- Text:
Colefax Group Plc – Final Results

COLEFAX GROUP PLC

(“Colefax” or the “Group”)

Preliminary Results for the year ended 30 April 2020

Colefax is an international designer and distributor of furnishing fabrics & wallpapers and owns a leading interior decorating business. The Group trades under five brand names, serving different segments of the soft furnishings marketplace; these are Colefax and Fowler, Cowtan & Tout, Jane Churchill, Manuel Canovas and Larsen.

Key Points  

Worldwide Covid-19 'lockdowns' significantly impacted sales, with the majority of showrooms, customers and suppliers closed for varying periods

Sales decreased by 9.3% to £78.36m (2019 – £86.36m

Pre-tax profit decreased by 57.3% to £2.18m (2019 – £5.10m), including:

  • one-off charge of £0.71m relating to operational integration and
  • non-cash charge of £0.71m relating to adoption of IFRS 16 Leases
  • excluding these two items, pre-tax profit reduced by 29% to £3.59 million

Earnings per share decreased by 46% to 21.4p (2019 – 39.3p)

Cash at 30 April 2020 increased to £11.5m (2019 – £9.5m). 

Board is not proposing a final dividend

Fabric Division sales decreased by 5.8% to £67.03m (2019 – £71.15m) and by 7.3% on constant currency basis

  • US sales down by 2.0%, UK sales down by 10.6% and Europe sales down by 11.1%
  • in the last six weeks of FY 2020, Fabric Division sales reduced by 45% against  the same period last year

Decorating Division sales decreased as expected to £8.96m (2019 – £12.50m) against an outperformance in the prior year

Group utilised government support programmes where appropriate

David Green, Chief Executive of Colefax, said:

 The Covid-19 pandemic started to have a major impact on the Group in the last six weeks of the financial year ended 30 April 2020 and continued into the current year.

“The most significant impact on sales was during the total lockdown period and as restrictions have been eased we have seen a good recovery in core Fabric Division sales. Current sales trends are ahead of our initial expectations at the start of the pandemic. Sales in July and August were ahead of the prior year and we believe that this is not simply due to deferred sales but also reflects new business arising as a result of the lockdowns .

 “The Group has a strong balance sheet with significant liquidity and is well placed to navigate even a severe recession and take advantage of any opportunities that may arise.

“Throughout the pandemic our priority has been the health and safety of our staff, customers and suppliers. Our staff in particular have made an extraordinary effort to respond to the challenges we have faced and I am extremely grateful to every one of them for the sacrifices they have made and for their hard work and loyalty to the Group.”

- Information shown:
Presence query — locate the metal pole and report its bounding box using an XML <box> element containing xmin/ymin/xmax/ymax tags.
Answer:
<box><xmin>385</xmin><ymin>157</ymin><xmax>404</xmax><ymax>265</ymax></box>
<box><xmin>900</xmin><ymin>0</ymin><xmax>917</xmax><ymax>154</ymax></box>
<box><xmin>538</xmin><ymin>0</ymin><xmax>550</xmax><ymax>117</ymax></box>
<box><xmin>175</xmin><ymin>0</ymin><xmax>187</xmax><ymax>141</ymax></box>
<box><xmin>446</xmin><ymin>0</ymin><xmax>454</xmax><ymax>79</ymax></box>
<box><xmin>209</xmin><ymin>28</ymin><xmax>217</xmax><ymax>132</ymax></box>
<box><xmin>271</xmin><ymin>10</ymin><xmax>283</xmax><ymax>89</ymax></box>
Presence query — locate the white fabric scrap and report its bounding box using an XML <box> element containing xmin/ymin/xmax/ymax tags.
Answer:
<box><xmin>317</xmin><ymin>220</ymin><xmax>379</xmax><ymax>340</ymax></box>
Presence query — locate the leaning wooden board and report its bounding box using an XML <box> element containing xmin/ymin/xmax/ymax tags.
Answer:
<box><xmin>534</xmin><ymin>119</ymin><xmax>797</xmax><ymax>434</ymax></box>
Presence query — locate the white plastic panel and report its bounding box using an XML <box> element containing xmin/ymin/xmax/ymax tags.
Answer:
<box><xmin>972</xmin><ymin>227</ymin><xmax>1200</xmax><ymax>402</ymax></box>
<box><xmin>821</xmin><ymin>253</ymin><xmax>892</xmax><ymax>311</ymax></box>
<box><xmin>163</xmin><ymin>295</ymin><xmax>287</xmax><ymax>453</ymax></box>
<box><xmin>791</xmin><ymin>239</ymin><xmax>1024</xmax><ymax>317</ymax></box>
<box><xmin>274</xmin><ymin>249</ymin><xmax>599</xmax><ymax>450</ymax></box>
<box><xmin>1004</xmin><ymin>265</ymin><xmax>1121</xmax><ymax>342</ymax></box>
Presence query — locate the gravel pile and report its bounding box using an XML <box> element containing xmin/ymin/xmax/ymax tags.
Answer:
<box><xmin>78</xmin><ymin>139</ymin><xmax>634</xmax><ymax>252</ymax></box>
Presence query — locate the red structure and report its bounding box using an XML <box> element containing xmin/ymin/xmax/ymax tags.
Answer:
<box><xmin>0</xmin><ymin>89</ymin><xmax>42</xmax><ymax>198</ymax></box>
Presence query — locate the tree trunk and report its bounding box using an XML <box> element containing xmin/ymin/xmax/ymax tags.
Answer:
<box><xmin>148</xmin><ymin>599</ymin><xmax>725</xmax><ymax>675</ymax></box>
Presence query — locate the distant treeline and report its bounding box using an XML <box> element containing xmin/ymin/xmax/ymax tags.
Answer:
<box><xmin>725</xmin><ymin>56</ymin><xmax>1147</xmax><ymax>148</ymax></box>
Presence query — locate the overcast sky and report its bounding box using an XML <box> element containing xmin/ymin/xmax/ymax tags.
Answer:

- Brief 1:
Using the Colefax results announcement, mark each statement yes or no and quote the words of the announcement that decide it: (a) the Group's cash at 30 April 2020 was higher than a year earlier; (b) the Board is proposing a final dividend; (c) US sales in the Fabric Division fell by a larger percentage than UK sales.
- Brief 2:
According to the Colefax results announcement, what were Decorating Division sales for the year ended 30 April 2020?
- Brief 3:
Retype a passage of the Colefax results announcement, starting at the words "Worldwide Covid-19 'lockdowns'" and stopping after "(2019 – £9.5m).".

- Written answer 1:
(a) Yes: "Cash at 30 April 2020 increased to £11.5m (2019 – £9.5m)."
(b) No: "Board is not proposing a final dividend"
(c) No: "US sales down by 2.0%, UK sales down by 10.6%"

- Written answer 2:
Decorating Division sales were £8.96m (2019 – £12.50m).

- Written answer 3:
Worldwide Covid-19 'lockdowns' significantly impacted sales, with the majority of showrooms, customers and suppliers closed for varying periods

Sales decreased by 9.3% to £78.36m (2019 – £86.36m

Pre-tax profit decreased by 57.3% to £2.18m (2019 – £5.10m), including:

  • one-off charge of £0.71m relating to operational integration and
  • non-cash charge of £0.71m relating to adoption of IFRS 16 Leases
  • excluding these two items, pre-tax profit reduced by 29% to £3.59 million

Earnings per share decreased by 46% to 21.4p (2019 – 39.3p)

Cash at 30 April 2020 increased to £11.5m (2019 – £9.5m).